**Directions:** All records should be written out again exactly.

**Records provided:**
——————
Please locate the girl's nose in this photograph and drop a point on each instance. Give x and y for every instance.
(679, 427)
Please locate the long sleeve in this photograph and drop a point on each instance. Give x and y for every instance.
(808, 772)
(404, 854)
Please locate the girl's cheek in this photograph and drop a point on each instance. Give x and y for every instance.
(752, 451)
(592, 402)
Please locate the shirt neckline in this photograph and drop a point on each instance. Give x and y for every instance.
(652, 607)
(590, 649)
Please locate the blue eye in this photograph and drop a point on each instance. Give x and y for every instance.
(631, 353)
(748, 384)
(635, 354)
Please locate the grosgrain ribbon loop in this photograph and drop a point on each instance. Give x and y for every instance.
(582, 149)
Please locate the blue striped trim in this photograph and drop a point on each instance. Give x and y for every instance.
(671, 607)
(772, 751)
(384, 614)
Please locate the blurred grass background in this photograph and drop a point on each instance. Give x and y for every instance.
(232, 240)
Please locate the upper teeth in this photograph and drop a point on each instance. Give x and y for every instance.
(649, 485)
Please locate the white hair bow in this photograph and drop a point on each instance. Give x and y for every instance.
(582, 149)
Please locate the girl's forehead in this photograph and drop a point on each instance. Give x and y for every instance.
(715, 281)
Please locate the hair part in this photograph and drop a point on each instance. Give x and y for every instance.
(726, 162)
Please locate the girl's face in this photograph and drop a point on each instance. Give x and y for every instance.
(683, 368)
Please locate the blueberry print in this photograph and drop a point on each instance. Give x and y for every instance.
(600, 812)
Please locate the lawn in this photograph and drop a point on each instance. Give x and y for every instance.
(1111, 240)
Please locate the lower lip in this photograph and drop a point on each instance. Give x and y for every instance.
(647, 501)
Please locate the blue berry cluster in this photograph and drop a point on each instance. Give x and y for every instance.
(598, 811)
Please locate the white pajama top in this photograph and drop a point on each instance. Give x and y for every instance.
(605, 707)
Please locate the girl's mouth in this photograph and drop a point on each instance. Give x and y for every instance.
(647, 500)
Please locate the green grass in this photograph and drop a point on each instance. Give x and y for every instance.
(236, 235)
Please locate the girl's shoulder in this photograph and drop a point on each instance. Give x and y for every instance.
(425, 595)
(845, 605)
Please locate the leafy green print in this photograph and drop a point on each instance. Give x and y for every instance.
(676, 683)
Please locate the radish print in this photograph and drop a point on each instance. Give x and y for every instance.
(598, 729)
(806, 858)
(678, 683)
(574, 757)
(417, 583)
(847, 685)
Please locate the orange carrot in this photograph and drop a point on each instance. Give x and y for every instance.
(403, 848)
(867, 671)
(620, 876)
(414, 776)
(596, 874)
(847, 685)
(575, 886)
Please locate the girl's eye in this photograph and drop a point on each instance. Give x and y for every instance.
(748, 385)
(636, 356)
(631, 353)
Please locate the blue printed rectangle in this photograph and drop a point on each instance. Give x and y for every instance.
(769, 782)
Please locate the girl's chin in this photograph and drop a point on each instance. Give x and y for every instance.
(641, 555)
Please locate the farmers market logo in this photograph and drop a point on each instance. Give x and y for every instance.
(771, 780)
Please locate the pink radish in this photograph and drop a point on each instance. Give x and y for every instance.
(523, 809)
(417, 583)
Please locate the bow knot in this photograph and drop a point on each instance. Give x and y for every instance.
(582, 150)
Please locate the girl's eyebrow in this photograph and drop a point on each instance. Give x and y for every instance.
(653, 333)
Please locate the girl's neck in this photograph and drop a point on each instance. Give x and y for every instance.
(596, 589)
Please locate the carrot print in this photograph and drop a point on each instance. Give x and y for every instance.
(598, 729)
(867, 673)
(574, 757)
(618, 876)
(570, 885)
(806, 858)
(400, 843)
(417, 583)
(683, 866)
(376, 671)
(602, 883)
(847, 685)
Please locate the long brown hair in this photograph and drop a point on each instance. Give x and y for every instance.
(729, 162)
——————
**Exercise result:**
Please locate the girl's nose in this photograph and drop a point on each instance. Give x and y for every instance.
(679, 427)
Please locate the long sleeve in this photograph and drop a point on each instance. Give x and y for every instance.
(808, 772)
(404, 854)
Please locate the girl's cheek in this photograph and drop a point on each instance. Give x and y for every instance.
(752, 451)
(592, 402)
Please locate the shirt neckline in this photograph and drop a point on each instance. Give x and y for every instance.
(652, 607)
(590, 649)
Please locate the blue eye in this photograph and drop a point on each instance. Give x and y for every instance.
(631, 353)
(748, 384)
(635, 354)
Please locate the grosgrain ribbon loop in this photograph and drop a point on each instance. Give x and y for every instance.
(582, 149)
Please locate the blue striped trim in this photograph and drop a point on each instance. Give x and y for every instance.
(671, 607)
(772, 751)
(384, 614)
Please locate the blurred grass background in this photograph and drop a point on each instance. Give x and y for every instance.
(232, 240)
Please locate the upper teeth in this photograph and drop a point on each instance. Give x and y for every instance.
(649, 485)
Please locate the white hair bow in this photograph and drop a point on each instance. Give x and y for every instance.
(582, 149)
Please locate the girl's forehead in this photograph and drop a point on each instance. Give x and y for every instance.
(715, 281)
Please locate the hair part in this photograph and drop a point on each instance. Give x and y for every instance.
(726, 162)
Please locate the girl's face in this photograph and drop a point on each instance. Give x and y for every instance.
(683, 368)
Please locate the blueberry print in this photograph and drop a point on each instance. Give x and y for every instance.
(600, 812)
Please locate the lawn in this photograph and drop a point on each instance. Give x and y for every instance.
(1111, 240)
Please locate the lower lip in this photograph and drop a point on each instance. Give x and y for every instance.
(647, 501)
Please locate the blue berry cluster in this photograph and drop a point on each instance. Give x and y for every instance.
(598, 811)
Please locate the white pajama top in this photograph and drop a point on each instance. Give x and y for every instance.
(605, 707)
Please locate the girl's mouth in this photograph and drop a point on each instance. Give x and y for every instance.
(647, 500)
Please locate the green grass in this photograph and drop a point on each instance. Give x and y for every instance.
(236, 235)
Please locate the girl's shoulder in this photograph and drop a point on each instance. Give x and y for every instance.
(425, 595)
(845, 605)
Please locate the leafy green print in this photograph and drop a point on each instance. Give x and y for every instance.
(676, 683)
Please locate the radish print in this photograph and drop a point on each instance. Give x and y for every instance.
(598, 729)
(806, 858)
(678, 683)
(574, 757)
(417, 583)
(847, 685)
Please locate the orange carrot in this photograph and drop a point on each instance. Give x and y for every instance.
(403, 848)
(867, 671)
(620, 876)
(414, 776)
(596, 874)
(847, 685)
(575, 886)
Please locate the girl's eye in this photograph and drop a point on each instance. Give x and y for every instance.
(748, 385)
(636, 356)
(631, 353)
Please locate the blue printed rectangle in this photograph and drop a point on each instance. Give x and y for every instance.
(769, 782)
Please locate the girl's chin in this photograph and drop a point on each instance. Give x and y for every instance.
(641, 555)
Please locate the farmers market logo in this photograph and drop a point on each instance. Give x and y for every instance.
(771, 780)
Please locate the pink radish in this photograph and drop a point on each instance. Give x and y for every instance.
(523, 809)
(417, 583)
Please locate the bow knot in this photograph and drop a point on each instance. Give x and y for every instance.
(582, 150)
Please locate the girl's eyebrow in this photograph and drop a point on each instance. Give x and y for every instance.
(653, 333)
Please locate the girl's neck in this photograph and drop a point on each instance. Give x and y for every instance.
(596, 589)
Please locate the carrot print in this photograph and drop a point on each instance. Give x and y for every instance.
(598, 729)
(867, 673)
(574, 757)
(618, 876)
(570, 885)
(806, 858)
(400, 843)
(417, 583)
(683, 866)
(376, 671)
(602, 883)
(847, 685)
Please locate the long brown hair in this photograph and drop a point on each instance. Give x and y for every instance.
(729, 162)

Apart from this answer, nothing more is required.